══ Dokumenttext
Der Mann im Wald – Buchkritik

Mehr oder weniger zufällig fiel mir auch dieser Titel in die Hände: Der Mann im Wald – Wie ich mein Leben hinter mir ließ. Im Unterschied zu den Romanen, die ich sonst üblicherweise so lese, beruht dieser auf einer wahren Begebenheit. Passiert ist die Geschichte sogar unweit meiner Heimat; in der bayerischen Landeshauptstadt München. Sie erzählt vom Schicksal eines Mannes, der vom aufstrebenden Unternehmer zum absoluten Aussteiger wurde. Was die in der Ich-Perspektive gehaltene Erzählung so fesselnd und zugleich nahbar macht, ist die erschütternde Tatsache, dass der Mann im Wald jeder von uns sein könnte. Federführend bei diesem Projekt war die deutsche Autorin Sabine Eichhorst, zusammen mit dem Erzähler selbst.

Der Mann im Wald: ein Roman für (fast) jeden Geschmack

Der technikaffine Wolfgang Ködel macht sich nach einem abgebrochenen Maschinenbaustudium mit zwei Partnern selbständig. Mit jeder Menge Enthusiasmus, Know-how und Findigkeit gerüstet, lässt der Erfolg der jungen Unternehmer nicht lange auf sich warten. Da sie eine gefragte Nische bedienen, explodieren die Aufträge innerhalb von kurzer Zeit. Bald arbeitet Wolfgang rund um die Uhr und bemerkt anfänglich überhaupt nicht, wie ihm das soziale Leben langsam entgleitet. Über die Jahre kommt, was kommen muss: der unausweichliche Burn-Out. Ohne sich Hilfe zu suchen, verharrt der einsam lebende Protagonist in seinem depressiven Zustand, bis hin zur völligen Isolation. Ins Haus flatternde Mahnungen werden ebenso ignoriert, wie letzte verzweifelte Versuche der Kontaktaufnahme durch Verwandte oder seine Geschäftspartner; bis eines Tages der neue Hausbesitzer an die Tür hämmert.
════
══ Bereitgestellte Daten
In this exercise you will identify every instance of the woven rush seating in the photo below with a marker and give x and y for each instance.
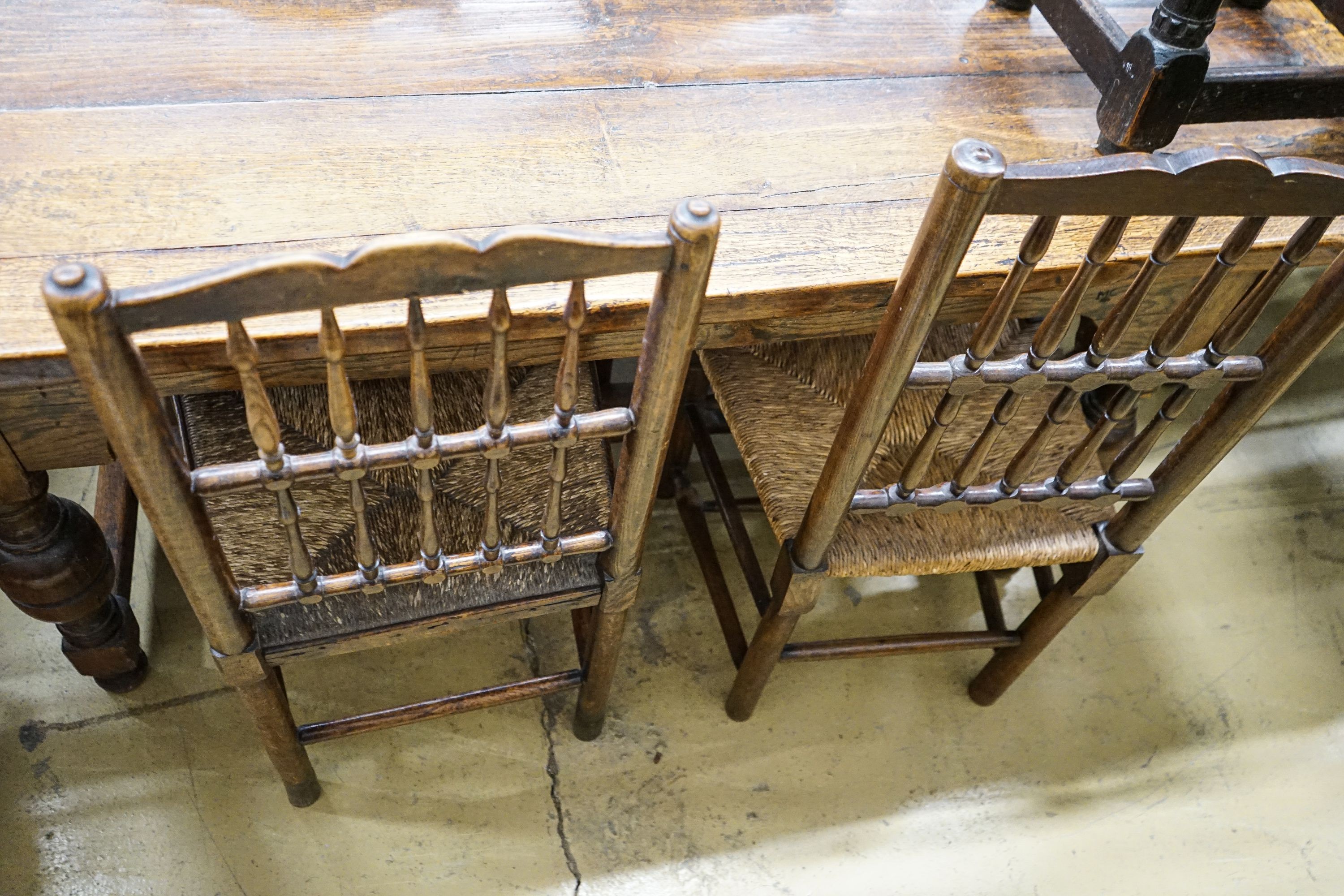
(784, 404)
(254, 542)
════
Zu lösende Aufgaben.
**1.** Schreiben Sie aus der Buchkritik den Abschnitt von „Mehr oder weniger“ bis einschließlich „dem Erzähler selbst.“ wortgetreu ab.
**2.** Welches Studium hatte Wolfgang Ködel laut der Buchkritik abgebrochen, bevor er sich selbständig machte?

Lösungen.
**1.**
Mehr oder weniger zufällig fiel mir auch dieser Titel in die Hände: Der Mann im Wald – Wie ich mein Leben hinter mir ließ. Im Unterschied zu den Romanen, die ich sonst üblicherweise so lese, beruht dieser auf einer wahren Begebenheit. Passiert ist die Geschichte sogar unweit meiner Heimat; in der bayerischen Landeshauptstadt München. Sie erzählt vom Schicksal eines Mannes, der vom aufstrebenden Unternehmer zum absoluten Aussteiger wurde. Was die in der Ich-Perspektive gehaltene Erzählung so fesselnd und zugleich nahbar macht, ist die erschütternde Tatsache, dass der Mann im Wald jeder von uns sein könnte. Federführend bei diesem Projekt war die deutsche Autorin Sabine Eichhorst, zusammen mit dem Erzähler selbst.

**2.** Ein Maschinenbaustudium.